*Action item*.
From the material below, please set down exactly the lines starting with the one with "Target: weathered door" and going on through the one with "tag the pond", without a single picture.

[[ Dataset records, beginning ]]

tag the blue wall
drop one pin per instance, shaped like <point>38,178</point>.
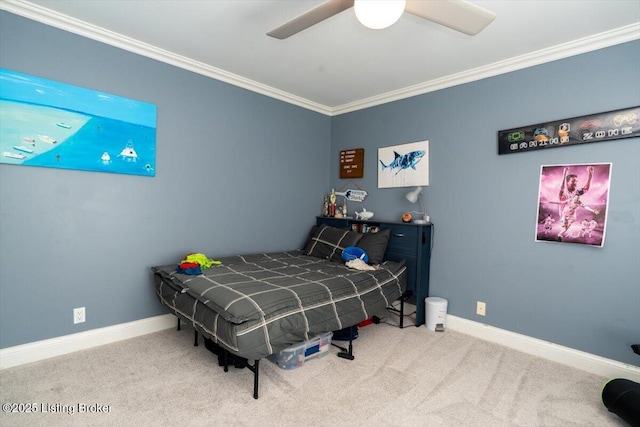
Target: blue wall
<point>484,206</point>
<point>235,172</point>
<point>240,172</point>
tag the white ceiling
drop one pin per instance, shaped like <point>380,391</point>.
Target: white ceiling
<point>339,65</point>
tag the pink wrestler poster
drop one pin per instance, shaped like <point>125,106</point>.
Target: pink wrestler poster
<point>572,203</point>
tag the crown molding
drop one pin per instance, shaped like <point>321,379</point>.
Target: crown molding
<point>576,47</point>
<point>84,29</point>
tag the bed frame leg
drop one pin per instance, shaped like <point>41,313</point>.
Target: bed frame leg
<point>256,370</point>
<point>348,354</point>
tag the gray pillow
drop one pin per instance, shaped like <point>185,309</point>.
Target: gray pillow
<point>375,245</point>
<point>328,242</point>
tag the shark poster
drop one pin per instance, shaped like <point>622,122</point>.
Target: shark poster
<point>51,124</point>
<point>405,165</point>
<point>572,203</point>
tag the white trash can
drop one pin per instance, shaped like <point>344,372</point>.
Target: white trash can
<point>435,313</point>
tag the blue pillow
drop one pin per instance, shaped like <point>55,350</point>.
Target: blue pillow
<point>353,252</point>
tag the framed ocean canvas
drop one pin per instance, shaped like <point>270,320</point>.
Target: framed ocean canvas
<point>51,124</point>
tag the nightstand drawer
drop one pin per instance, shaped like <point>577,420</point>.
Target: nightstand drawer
<point>403,239</point>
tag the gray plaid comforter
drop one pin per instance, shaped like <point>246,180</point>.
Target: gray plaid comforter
<point>256,305</point>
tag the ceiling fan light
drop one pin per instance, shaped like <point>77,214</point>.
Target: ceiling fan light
<point>379,14</point>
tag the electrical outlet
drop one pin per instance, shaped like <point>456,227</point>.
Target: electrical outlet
<point>481,308</point>
<point>79,315</point>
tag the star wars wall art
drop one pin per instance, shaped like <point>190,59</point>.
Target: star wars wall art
<point>572,203</point>
<point>600,127</point>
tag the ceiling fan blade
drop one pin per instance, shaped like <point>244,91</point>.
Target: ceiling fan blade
<point>459,15</point>
<point>317,14</point>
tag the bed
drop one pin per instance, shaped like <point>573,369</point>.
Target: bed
<point>256,305</point>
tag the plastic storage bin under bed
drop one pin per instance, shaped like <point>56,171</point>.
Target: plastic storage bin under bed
<point>298,354</point>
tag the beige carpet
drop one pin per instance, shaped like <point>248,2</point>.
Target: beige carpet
<point>409,377</point>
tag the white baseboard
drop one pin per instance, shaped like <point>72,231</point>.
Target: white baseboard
<point>567,356</point>
<point>40,350</point>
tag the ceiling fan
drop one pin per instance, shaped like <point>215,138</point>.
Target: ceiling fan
<point>459,15</point>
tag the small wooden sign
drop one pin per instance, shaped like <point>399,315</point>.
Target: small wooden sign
<point>352,163</point>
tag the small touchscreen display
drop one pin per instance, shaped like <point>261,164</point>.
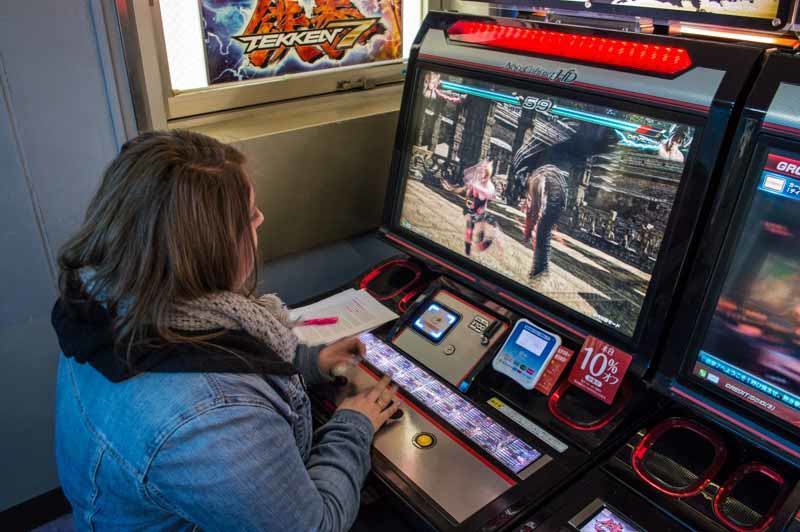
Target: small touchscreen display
<point>526,353</point>
<point>607,520</point>
<point>435,321</point>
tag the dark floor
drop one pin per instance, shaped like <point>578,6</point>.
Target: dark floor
<point>296,278</point>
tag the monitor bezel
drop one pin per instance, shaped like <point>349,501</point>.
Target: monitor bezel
<point>662,284</point>
<point>764,144</point>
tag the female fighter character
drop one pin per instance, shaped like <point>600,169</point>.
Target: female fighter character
<point>479,191</point>
<point>181,400</point>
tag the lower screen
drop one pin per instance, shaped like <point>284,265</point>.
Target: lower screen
<point>606,520</point>
<point>487,434</point>
<point>752,347</point>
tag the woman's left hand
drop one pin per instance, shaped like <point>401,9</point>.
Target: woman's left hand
<point>347,351</point>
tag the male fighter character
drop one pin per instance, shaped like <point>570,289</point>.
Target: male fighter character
<point>670,148</point>
<point>547,198</point>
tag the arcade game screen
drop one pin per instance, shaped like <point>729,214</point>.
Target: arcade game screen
<point>569,199</point>
<point>752,347</point>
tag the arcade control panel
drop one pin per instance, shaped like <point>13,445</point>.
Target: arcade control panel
<point>476,442</point>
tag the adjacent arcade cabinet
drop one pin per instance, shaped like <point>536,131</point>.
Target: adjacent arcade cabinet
<point>546,184</point>
<point>725,456</point>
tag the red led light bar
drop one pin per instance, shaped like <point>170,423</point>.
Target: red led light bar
<point>654,58</point>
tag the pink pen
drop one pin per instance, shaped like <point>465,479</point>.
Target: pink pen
<point>320,321</point>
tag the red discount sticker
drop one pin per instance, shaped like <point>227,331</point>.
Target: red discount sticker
<point>599,369</point>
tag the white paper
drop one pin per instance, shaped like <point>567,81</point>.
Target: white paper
<point>357,311</point>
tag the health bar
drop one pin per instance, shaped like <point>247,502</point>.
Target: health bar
<point>566,112</point>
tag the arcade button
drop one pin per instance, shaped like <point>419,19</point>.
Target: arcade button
<point>424,440</point>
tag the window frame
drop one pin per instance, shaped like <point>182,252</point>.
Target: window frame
<point>156,103</point>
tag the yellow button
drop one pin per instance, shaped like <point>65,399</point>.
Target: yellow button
<point>423,440</point>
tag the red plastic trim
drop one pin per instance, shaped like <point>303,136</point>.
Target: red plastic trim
<point>446,431</point>
<point>552,405</point>
<point>643,57</point>
<point>737,476</point>
<point>368,278</point>
<point>430,257</point>
<point>644,446</point>
<point>736,422</point>
<point>782,129</point>
<point>412,294</point>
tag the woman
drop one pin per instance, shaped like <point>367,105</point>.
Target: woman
<point>479,191</point>
<point>180,399</point>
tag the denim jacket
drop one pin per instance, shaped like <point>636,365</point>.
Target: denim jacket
<point>211,450</point>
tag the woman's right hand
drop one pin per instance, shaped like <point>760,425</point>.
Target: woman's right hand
<point>378,403</point>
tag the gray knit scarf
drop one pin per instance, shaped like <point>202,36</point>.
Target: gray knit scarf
<point>266,318</point>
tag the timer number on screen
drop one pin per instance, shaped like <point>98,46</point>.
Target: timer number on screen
<point>538,104</point>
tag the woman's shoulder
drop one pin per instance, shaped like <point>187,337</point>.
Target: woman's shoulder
<point>136,416</point>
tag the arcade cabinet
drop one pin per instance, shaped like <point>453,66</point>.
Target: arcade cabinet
<point>546,185</point>
<point>725,455</point>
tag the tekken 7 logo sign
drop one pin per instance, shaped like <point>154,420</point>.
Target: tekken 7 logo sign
<point>333,27</point>
<point>341,34</point>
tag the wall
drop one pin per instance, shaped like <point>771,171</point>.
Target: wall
<point>62,118</point>
<point>320,165</point>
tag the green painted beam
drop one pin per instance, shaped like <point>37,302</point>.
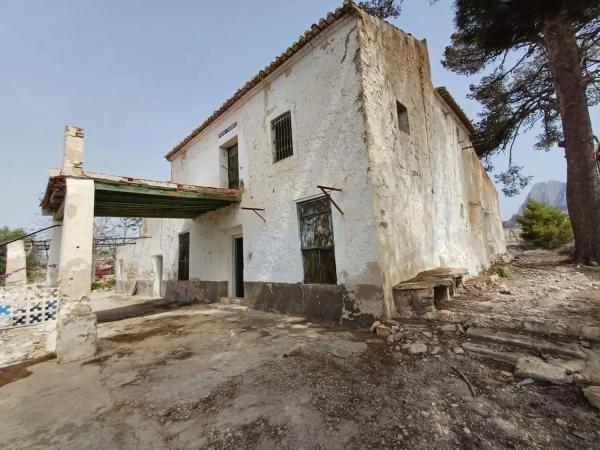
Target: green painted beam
<point>163,192</point>
<point>122,200</point>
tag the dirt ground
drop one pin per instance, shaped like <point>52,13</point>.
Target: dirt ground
<point>540,284</point>
<point>224,377</point>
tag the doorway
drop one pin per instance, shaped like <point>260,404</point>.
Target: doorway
<point>238,266</point>
<point>157,284</point>
<point>233,167</point>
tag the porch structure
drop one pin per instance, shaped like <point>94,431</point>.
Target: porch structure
<point>73,198</point>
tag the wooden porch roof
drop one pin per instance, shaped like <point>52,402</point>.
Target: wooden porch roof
<point>116,196</point>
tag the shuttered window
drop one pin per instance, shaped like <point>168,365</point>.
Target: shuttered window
<point>281,130</point>
<point>183,272</point>
<point>316,238</point>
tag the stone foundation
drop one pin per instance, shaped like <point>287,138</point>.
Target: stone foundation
<point>360,303</point>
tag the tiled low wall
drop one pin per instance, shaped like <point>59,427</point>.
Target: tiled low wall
<point>32,304</point>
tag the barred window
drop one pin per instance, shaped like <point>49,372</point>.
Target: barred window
<point>281,130</point>
<point>316,240</point>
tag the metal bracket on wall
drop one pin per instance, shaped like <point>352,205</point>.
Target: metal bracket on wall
<point>255,210</point>
<point>325,190</point>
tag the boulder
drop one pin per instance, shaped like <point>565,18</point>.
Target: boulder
<point>374,325</point>
<point>383,330</point>
<point>417,348</point>
<point>592,393</point>
<point>538,369</point>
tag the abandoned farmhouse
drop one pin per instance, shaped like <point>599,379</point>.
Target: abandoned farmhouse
<point>335,174</point>
<point>350,107</point>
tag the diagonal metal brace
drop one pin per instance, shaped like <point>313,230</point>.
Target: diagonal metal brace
<point>255,210</point>
<point>325,190</point>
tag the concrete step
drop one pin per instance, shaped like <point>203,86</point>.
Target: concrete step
<point>527,342</point>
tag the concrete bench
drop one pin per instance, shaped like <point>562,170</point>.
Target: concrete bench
<point>420,296</point>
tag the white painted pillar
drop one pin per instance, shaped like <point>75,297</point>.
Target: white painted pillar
<point>73,151</point>
<point>76,335</point>
<point>76,323</point>
<point>16,264</point>
<point>54,256</point>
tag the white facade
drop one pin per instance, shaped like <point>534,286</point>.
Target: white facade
<point>407,199</point>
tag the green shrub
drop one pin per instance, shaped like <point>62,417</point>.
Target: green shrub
<point>545,226</point>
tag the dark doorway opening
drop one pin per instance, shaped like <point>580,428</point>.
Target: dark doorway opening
<point>238,256</point>
<point>233,167</point>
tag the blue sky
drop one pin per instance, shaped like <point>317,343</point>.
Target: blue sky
<point>139,75</point>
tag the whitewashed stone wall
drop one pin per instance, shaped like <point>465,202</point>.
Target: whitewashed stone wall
<point>321,88</point>
<point>27,322</point>
<point>411,202</point>
<point>434,203</point>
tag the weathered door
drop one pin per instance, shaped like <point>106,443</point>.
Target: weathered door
<point>184,257</point>
<point>316,239</point>
<point>233,168</point>
<point>238,246</point>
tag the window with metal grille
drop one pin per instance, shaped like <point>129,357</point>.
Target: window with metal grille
<point>281,130</point>
<point>184,257</point>
<point>316,240</point>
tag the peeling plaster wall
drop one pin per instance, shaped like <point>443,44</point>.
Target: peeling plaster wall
<point>434,204</point>
<point>135,262</point>
<point>320,85</point>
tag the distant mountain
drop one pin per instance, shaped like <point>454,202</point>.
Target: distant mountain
<point>553,193</point>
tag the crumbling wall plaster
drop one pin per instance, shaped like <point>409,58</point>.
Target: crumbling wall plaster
<point>321,87</point>
<point>434,204</point>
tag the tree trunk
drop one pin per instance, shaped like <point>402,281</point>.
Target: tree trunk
<point>583,178</point>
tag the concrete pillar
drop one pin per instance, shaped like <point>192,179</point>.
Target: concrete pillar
<point>54,256</point>
<point>16,265</point>
<point>76,323</point>
<point>73,151</point>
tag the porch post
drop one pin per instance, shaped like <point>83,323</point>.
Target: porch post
<point>54,256</point>
<point>76,322</point>
<point>16,265</point>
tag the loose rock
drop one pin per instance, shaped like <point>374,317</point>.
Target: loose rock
<point>592,393</point>
<point>374,325</point>
<point>383,330</point>
<point>536,368</point>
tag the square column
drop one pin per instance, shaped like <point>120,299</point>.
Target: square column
<point>54,256</point>
<point>76,322</point>
<point>16,264</point>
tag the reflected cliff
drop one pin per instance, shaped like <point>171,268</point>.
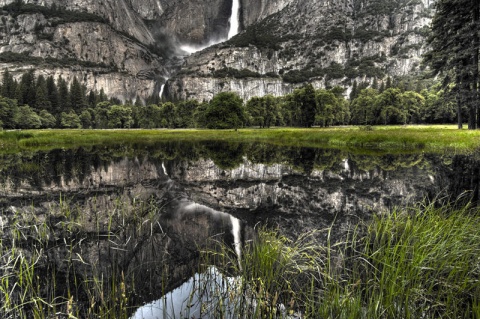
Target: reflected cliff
<point>146,211</point>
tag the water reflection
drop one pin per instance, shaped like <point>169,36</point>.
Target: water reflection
<point>145,211</point>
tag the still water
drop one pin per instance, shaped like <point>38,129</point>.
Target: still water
<point>147,211</point>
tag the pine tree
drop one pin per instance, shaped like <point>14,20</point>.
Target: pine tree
<point>8,85</point>
<point>52,94</point>
<point>454,52</point>
<point>64,104</point>
<point>77,96</point>
<point>27,88</point>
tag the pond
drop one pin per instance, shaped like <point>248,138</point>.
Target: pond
<point>85,230</point>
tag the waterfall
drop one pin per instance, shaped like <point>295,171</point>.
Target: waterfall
<point>234,19</point>
<point>237,240</point>
<point>161,90</point>
<point>234,29</point>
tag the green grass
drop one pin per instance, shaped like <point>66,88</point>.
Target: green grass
<point>414,263</point>
<point>387,138</point>
<point>420,262</point>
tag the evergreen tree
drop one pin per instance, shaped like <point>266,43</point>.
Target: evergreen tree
<point>454,54</point>
<point>64,104</point>
<point>308,106</point>
<point>8,85</point>
<point>52,94</point>
<point>77,96</point>
<point>8,113</point>
<point>27,88</point>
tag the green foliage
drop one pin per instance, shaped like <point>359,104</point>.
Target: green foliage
<point>455,52</point>
<point>70,120</point>
<point>8,113</point>
<point>28,118</point>
<point>263,111</point>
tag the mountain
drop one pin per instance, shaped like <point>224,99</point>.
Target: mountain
<point>131,48</point>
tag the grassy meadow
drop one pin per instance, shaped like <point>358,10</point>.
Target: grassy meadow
<point>415,262</point>
<point>390,138</point>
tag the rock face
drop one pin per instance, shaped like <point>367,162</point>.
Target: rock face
<point>324,42</point>
<point>130,47</point>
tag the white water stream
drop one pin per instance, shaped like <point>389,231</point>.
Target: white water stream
<point>232,31</point>
<point>234,19</point>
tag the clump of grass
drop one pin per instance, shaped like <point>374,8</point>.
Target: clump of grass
<point>420,262</point>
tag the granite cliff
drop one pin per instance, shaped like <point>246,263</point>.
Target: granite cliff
<point>131,47</point>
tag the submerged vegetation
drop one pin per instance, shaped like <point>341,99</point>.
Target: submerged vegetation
<point>413,262</point>
<point>396,139</point>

[[ Dataset records, end ]]

*Reply to the exercise*.
Target: weathered door
<point>184,257</point>
<point>316,239</point>
<point>233,168</point>
<point>238,246</point>
tag the window with metal grille
drop one pin per instance, shaped like <point>129,357</point>.
Target: window with metal grille
<point>281,130</point>
<point>184,257</point>
<point>316,240</point>
tag the peeling plaster wall
drop one pin per instance, shaped like <point>443,44</point>.
Target: peeling plaster wall
<point>434,204</point>
<point>135,262</point>
<point>320,85</point>
tag the distant mountain
drop one pin per instance, shaped like <point>454,202</point>.
Target: distant mountain
<point>553,193</point>
tag the crumbling wall plaster
drop one pin per instance, shaped like <point>409,58</point>.
Target: crumbling wall plaster
<point>321,87</point>
<point>434,204</point>
tag the tree trunk
drop one pin per instance, shaped like <point>402,281</point>.
Target: tree trunk
<point>583,178</point>
tag the concrete pillar
drop one pin per instance, shaped like <point>192,179</point>.
Target: concrete pillar
<point>54,256</point>
<point>16,265</point>
<point>76,323</point>
<point>73,151</point>
tag the porch post
drop one pin per instance, shaped like <point>83,323</point>.
Target: porch post
<point>54,256</point>
<point>76,322</point>
<point>16,265</point>
tag the loose rock
drop one pin per instance, shaped like <point>374,317</point>.
Target: loose rock
<point>592,393</point>
<point>374,325</point>
<point>383,330</point>
<point>536,368</point>
tag the square column
drop one pin per instance, shaped like <point>120,299</point>.
Target: square column
<point>54,256</point>
<point>76,322</point>
<point>16,264</point>
tag the reflected cliff
drop one pin per instance, shaped like <point>171,268</point>.
Target: reflected cliff
<point>146,211</point>
tag the water reflection
drop one pin per instance, shaped like <point>169,36</point>.
Target: water reflection
<point>145,211</point>
tag the still water
drop one pin per instance, shaped like <point>38,129</point>.
Target: still water
<point>147,211</point>
tag the pine tree
drop one pin per instance, shaped like <point>14,20</point>.
Target: pine tree
<point>8,85</point>
<point>52,94</point>
<point>454,52</point>
<point>64,104</point>
<point>77,96</point>
<point>27,88</point>
tag the pond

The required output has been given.